Quoted passage:
§
I just finished American Poison: A Deadly Invention and the Woman Who Battled for Environmental Justice, by Daniel Stone.

This book will be released on February 18, 2025.

This is the story of Alice Hamilton, who was an early 20th century doctor and public health advocate who became the first female professor at Harvard. She spent decades investigating factories and mines, studying the terrible effects of lead.

Hamilton had determined how breathing lead at approximately the time that General Motors had determined that they could make millions more by selling leaded gasoline. But, what really attracted attention to the dangers of lead was an incidents in a factory in New Jersey in October 1924. The proximity to New York, then just like now, the media capital of the world, ensured that it got a lot of attention.

The book then chronicles how corporate greed and caring only about profits, once again ended up winning against the interests of people. The book showed how the company then launched its successful offensive against science.

I give this book an A. Goodreads and NetGalley require grades on a 1-5 star system. In my personal conversion system, an A equates to 5 stars. (A or A+: 5 stars, B+: 4 stars, B: 3 stars, C: 2 stars, D or F: 1 star).

This review has been posted at NetGalley, Goodreads and my blog, Mr. Book’s Book Reviews

I finished reading this on September 8, 2024.
§
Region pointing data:

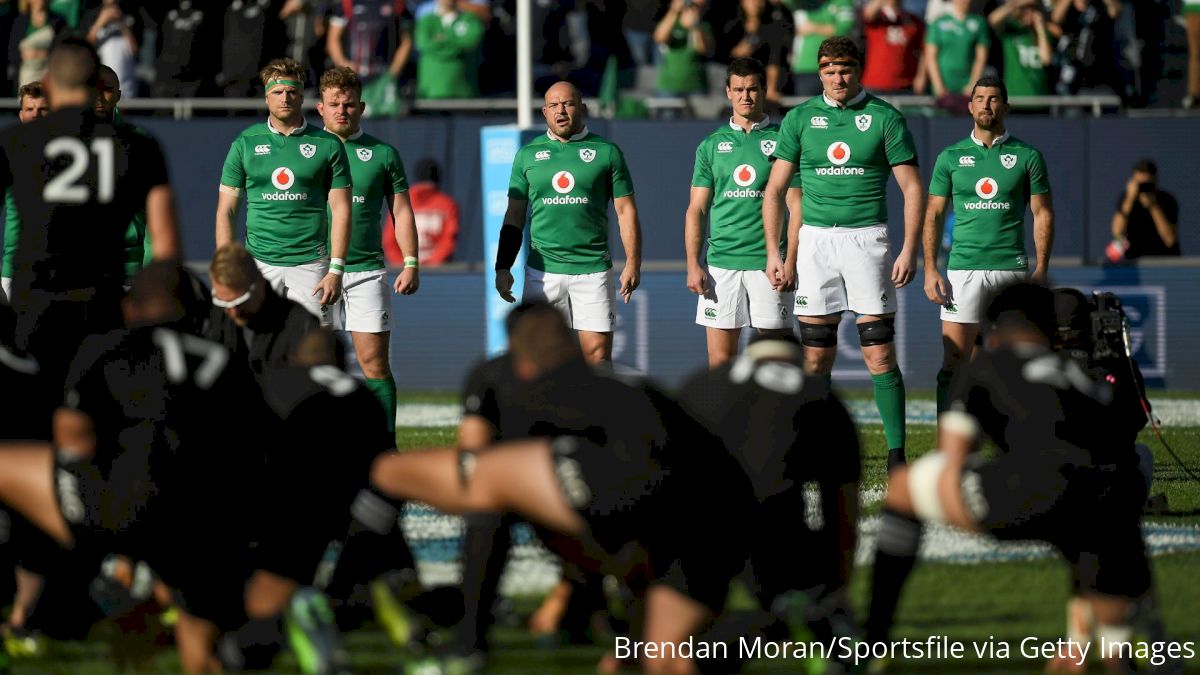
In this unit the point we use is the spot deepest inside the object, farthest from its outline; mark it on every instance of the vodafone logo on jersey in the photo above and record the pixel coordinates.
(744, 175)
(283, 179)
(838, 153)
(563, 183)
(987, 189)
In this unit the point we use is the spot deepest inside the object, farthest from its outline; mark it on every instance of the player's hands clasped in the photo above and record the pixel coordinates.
§
Goal of the exercise: Can you reproduce word for word the part of the book review above between "This is the" and "offensive against science.", inclusive?

Response to this task:
This is the story of Alice Hamilton, who was an early 20th century doctor and public health advocate who became the first female professor at Harvard. She spent decades investigating factories and mines, studying the terrible effects of lead.

Hamilton had determined how breathing lead at approximately the time that General Motors had determined that they could make millions more by selling leaded gasoline. But, what really attracted attention to the dangers of lead was an incidents in a factory in New Jersey in October 1924. The proximity to New York, then just like now, the media capital of the world, ensured that it got a lot of attention.

The book then chronicles how corporate greed and caring only about profits, once again ended up winning against the interests of people. The book showed how the company then launched its successful offensive against science.